Challenge: Write the material out again, line by line, exactly as it is.
--- begin Supplied information ---
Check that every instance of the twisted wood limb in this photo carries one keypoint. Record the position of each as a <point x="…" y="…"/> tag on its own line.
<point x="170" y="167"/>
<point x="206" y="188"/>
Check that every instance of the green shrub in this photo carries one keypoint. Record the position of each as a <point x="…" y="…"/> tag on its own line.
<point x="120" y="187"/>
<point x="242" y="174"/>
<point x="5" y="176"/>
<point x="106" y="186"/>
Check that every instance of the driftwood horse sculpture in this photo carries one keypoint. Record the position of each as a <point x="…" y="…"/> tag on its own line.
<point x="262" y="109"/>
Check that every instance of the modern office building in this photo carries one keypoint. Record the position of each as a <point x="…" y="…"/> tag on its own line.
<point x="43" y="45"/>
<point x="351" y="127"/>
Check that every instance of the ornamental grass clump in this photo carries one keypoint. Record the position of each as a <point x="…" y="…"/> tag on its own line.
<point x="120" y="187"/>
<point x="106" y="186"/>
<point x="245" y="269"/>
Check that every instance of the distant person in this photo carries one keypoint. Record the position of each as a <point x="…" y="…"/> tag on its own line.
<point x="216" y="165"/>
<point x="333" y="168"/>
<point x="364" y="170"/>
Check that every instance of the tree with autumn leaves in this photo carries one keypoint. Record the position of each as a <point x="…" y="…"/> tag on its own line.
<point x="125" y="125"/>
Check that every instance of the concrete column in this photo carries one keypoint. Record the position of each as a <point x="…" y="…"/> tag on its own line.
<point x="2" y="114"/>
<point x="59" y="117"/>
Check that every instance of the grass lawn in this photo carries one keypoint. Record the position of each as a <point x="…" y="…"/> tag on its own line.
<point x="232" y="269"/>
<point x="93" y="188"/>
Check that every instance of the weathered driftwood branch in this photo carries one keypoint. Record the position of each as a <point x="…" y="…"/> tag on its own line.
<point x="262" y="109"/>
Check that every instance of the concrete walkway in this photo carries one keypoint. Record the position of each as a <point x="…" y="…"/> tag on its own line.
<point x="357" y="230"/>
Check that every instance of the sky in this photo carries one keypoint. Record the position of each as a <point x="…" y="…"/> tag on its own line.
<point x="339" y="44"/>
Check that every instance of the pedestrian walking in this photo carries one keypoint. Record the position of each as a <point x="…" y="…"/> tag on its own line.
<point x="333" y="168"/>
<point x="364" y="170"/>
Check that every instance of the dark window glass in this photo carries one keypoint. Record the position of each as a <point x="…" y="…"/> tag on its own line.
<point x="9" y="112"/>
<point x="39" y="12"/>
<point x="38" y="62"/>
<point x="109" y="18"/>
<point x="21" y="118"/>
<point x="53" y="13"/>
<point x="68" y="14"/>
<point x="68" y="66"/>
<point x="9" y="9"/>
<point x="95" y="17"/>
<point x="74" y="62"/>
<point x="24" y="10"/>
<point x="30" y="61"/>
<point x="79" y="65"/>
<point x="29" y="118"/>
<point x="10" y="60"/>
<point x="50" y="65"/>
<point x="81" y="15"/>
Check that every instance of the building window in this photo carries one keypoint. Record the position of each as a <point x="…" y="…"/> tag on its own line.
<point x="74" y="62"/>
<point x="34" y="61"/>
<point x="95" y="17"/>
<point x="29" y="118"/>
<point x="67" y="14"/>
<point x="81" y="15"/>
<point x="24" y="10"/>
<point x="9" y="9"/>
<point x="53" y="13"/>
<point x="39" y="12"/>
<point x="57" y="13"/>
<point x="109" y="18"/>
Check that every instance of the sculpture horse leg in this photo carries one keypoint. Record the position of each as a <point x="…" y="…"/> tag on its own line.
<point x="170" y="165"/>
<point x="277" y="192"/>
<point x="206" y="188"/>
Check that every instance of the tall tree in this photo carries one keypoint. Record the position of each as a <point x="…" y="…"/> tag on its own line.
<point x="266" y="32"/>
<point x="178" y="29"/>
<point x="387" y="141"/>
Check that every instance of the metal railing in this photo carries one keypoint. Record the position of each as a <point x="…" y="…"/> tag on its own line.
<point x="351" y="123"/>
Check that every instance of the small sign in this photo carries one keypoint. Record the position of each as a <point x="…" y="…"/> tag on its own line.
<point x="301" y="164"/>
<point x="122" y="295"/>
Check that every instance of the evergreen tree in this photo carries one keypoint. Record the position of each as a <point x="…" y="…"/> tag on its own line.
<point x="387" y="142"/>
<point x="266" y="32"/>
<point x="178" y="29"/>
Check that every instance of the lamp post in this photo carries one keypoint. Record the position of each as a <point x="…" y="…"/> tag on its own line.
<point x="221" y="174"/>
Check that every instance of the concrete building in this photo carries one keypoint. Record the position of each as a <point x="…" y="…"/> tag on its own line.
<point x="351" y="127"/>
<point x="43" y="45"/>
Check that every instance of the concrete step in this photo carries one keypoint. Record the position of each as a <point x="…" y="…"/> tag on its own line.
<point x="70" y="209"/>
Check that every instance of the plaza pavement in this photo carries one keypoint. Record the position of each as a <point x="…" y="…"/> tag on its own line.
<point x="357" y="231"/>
--- end Supplied information ---
Final answer:
Check that every instance of the twisted wood limb in this photo carries one keypoint. Record the position of each as a <point x="…" y="…"/> tag on its own line.
<point x="170" y="167"/>
<point x="206" y="188"/>
Check that every instance of the green shrub in this photo carries one keypoint. Record the position of each as a <point x="…" y="…"/> tag on its own line.
<point x="120" y="187"/>
<point x="242" y="174"/>
<point x="5" y="176"/>
<point x="106" y="186"/>
Check that every instance of the driftwood horse sculpture in this photo carries one keypoint. Record the position of each as a <point x="…" y="…"/> tag on its own line.
<point x="262" y="109"/>
Check that every instance of the modern office building in this photo carries one keypoint. Record the position of each as a <point x="…" y="…"/> tag on its own line.
<point x="43" y="45"/>
<point x="351" y="127"/>
Check that every instance of the ornamental grass clump in this photo carries one keypoint. Record the position of each as a <point x="…" y="…"/> tag on its own line.
<point x="120" y="187"/>
<point x="106" y="186"/>
<point x="245" y="269"/>
Check that every instance of the distant person in this photo carries one keypoint. Record the position of each as a <point x="…" y="…"/> tag on its own line.
<point x="216" y="165"/>
<point x="333" y="168"/>
<point x="364" y="170"/>
Check that every instance of the tree with autumn leaves in this photo carries one keypoint. Record the position of each as a <point x="…" y="…"/> tag on its own line.
<point x="125" y="125"/>
Check that every instance of the concrete column in this photo carries one keypoint. Record the position of each as a <point x="…" y="…"/> tag on its own line.
<point x="2" y="114"/>
<point x="59" y="117"/>
Check that every instance of the grass lawn in this photo carries one keypoint. Record the position of each as a <point x="…" y="…"/> tag on its own line.
<point x="232" y="269"/>
<point x="93" y="188"/>
Check that every instance of the weathered driftwood branch in this photo carries one keypoint. Record the position of each as a <point x="…" y="…"/> tag on its own line.
<point x="262" y="109"/>
Check that every instance of the concrete walkway in this photo carries one keypoint. Record the position of each as a <point x="…" y="…"/> tag on its own line.
<point x="357" y="230"/>
Check that every instance of the sky in this photo carries one keypoint. Record the position of each as a <point x="…" y="…"/> tag on its own line.
<point x="339" y="44"/>
Check that every instance of the pedestrian walking in this photo carries one keypoint. Record the position of each as a <point x="…" y="…"/> tag on its own line.
<point x="333" y="168"/>
<point x="364" y="170"/>
Check that every instance of the dark window glass in this photo carries one keypoint. Record the position of each as a <point x="…" y="…"/> tag on its own line.
<point x="9" y="112"/>
<point x="39" y="12"/>
<point x="38" y="62"/>
<point x="109" y="18"/>
<point x="21" y="118"/>
<point x="53" y="13"/>
<point x="68" y="14"/>
<point x="68" y="66"/>
<point x="9" y="9"/>
<point x="95" y="17"/>
<point x="74" y="62"/>
<point x="24" y="10"/>
<point x="30" y="61"/>
<point x="79" y="65"/>
<point x="29" y="118"/>
<point x="10" y="60"/>
<point x="50" y="65"/>
<point x="81" y="15"/>
Check that every instance of the building window in this photo carries one keypoint. Record the position of each as a <point x="…" y="…"/> tag on its own line.
<point x="74" y="62"/>
<point x="34" y="61"/>
<point x="95" y="17"/>
<point x="29" y="118"/>
<point x="67" y="14"/>
<point x="81" y="15"/>
<point x="24" y="10"/>
<point x="9" y="9"/>
<point x="53" y="13"/>
<point x="39" y="12"/>
<point x="57" y="13"/>
<point x="109" y="18"/>
Check that every instance of the sculpture horse leg in this photo carries one keypoint. Record the position of each as a <point x="…" y="…"/> tag on its own line.
<point x="170" y="165"/>
<point x="277" y="192"/>
<point x="206" y="188"/>
Check that every instance of the tall tree in this photo carries one keypoint. Record the position of each as a <point x="…" y="…"/> tag on its own line.
<point x="266" y="32"/>
<point x="178" y="29"/>
<point x="387" y="141"/>
Check that every instance of the metal railing in this photo carries one keypoint. Record the position of each as a <point x="…" y="…"/> tag on its own line.
<point x="351" y="123"/>
Check that every instance of the small sign in this photo carries one keypoint. Record the position of each as a <point x="…" y="…"/> tag on its own line.
<point x="301" y="164"/>
<point x="122" y="295"/>
Check that every instance of the evergreen tree in this photo carries one keypoint. Record the position of each as a <point x="…" y="…"/> tag on its own line.
<point x="387" y="142"/>
<point x="266" y="32"/>
<point x="178" y="29"/>
Check that every instance of the lamp post in this photo carries one keypoint. Record the position of each as a <point x="…" y="…"/> tag on its own line.
<point x="221" y="174"/>
Check that every instance of the concrete building in this photo carries one keypoint. Record the position of each as a <point x="…" y="…"/> tag on its own line.
<point x="351" y="127"/>
<point x="43" y="45"/>
Check that every instance of the concrete step in this photo carries one keypoint. Record the position of each as a <point x="…" y="…"/> tag on its own line.
<point x="70" y="209"/>
Check that every instance of the plaza pavement in this photo carries one keypoint. Record the position of each as a <point x="…" y="…"/> tag on its own line.
<point x="357" y="231"/>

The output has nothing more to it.